- [GIVEN INSTRUCTION] Lay out the records below as a two-column CSV with the header row request,points. Give one row per record, with its text in one quoted field and its answer in the other, and turn any line breaks into spaces.

[START MATERIAL]

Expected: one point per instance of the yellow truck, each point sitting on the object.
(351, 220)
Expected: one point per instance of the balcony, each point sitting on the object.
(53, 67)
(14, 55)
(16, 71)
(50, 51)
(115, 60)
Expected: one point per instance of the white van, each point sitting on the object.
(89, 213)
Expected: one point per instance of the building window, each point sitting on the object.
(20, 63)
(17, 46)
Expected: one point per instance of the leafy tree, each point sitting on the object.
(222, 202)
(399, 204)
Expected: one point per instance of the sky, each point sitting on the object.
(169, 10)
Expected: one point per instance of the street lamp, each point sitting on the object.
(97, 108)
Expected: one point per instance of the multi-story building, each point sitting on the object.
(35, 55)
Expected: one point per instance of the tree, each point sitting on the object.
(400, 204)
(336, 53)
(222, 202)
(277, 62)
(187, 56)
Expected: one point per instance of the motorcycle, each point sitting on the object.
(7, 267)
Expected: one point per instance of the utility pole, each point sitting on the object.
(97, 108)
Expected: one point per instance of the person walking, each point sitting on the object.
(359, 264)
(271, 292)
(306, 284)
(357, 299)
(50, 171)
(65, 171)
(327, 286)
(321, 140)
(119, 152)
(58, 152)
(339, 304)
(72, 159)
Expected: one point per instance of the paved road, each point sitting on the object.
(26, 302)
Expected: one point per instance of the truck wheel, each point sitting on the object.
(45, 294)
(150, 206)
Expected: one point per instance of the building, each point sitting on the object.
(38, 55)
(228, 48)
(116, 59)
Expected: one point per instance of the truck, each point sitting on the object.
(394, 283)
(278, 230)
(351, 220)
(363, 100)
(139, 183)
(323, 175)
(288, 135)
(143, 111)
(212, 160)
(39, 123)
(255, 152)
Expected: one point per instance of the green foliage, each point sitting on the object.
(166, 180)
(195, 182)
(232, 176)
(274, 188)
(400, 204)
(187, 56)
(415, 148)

[END MATERIAL]

- [SOLUTION]
request,points
"Expected: one point per instance of the yellow truck, each point sitting on the object.","(351, 220)"
"Expected: one point per instance of the balcony, each point sitting on the object.","(53, 67) (14, 55) (16, 71) (50, 51) (115, 60)"
"Expected: one point per instance of the white van, each point sitting on the object.","(89, 213)"
"Expected: one point per instance of the building window, each point sitting on the object.","(20, 63) (17, 46)"
"Expected: one point per instance of the leafy tree, each point sitting on the object.","(222, 202) (399, 204)"
"Expected: one point per instance of the sky, each point sitting on the object.","(169, 10)"
"Expected: one point per instance of the street lamp, each point sitting on the object.","(97, 108)"
"Expected: one point per instance of the multi-story building, each point sitting on the object.","(35, 55)"
"Expected: one point per instance of the tree, each point sitting on the object.","(400, 204) (336, 53) (222, 202) (277, 62) (187, 56)"
"Expected: one point per instance of the motorcycle, each point sitting on the object.","(7, 267)"
"Expected: one point per instance of the utility pole, each point sitting on the object.","(97, 108)"
"Expected: one point per instance of the person walking, each point sitting on the object.","(359, 264) (271, 292) (306, 284) (357, 299) (50, 171) (65, 171) (327, 286) (321, 140) (119, 152) (58, 152) (339, 304) (72, 159)"
"Expected: one point per instance of the paved road, each point sitting on the object.","(26, 302)"
"Expected: one point per instance of the truck wheel, each point sitting on the object.","(45, 294) (150, 206)"
"Expected: one point per instance of the building, each point sitting on the object.","(38, 55) (228, 48) (116, 59)"
"Expected: one point per instance of the truck, each point sitting on the object.","(394, 283) (278, 230) (351, 220) (363, 100) (139, 183) (323, 175) (288, 135) (143, 111) (212, 160) (39, 123) (255, 152)"
"Expected: one point per instance of the green foliage, each point sitting on the object.","(166, 180) (195, 182) (232, 176) (274, 188) (400, 204) (187, 56) (415, 148)"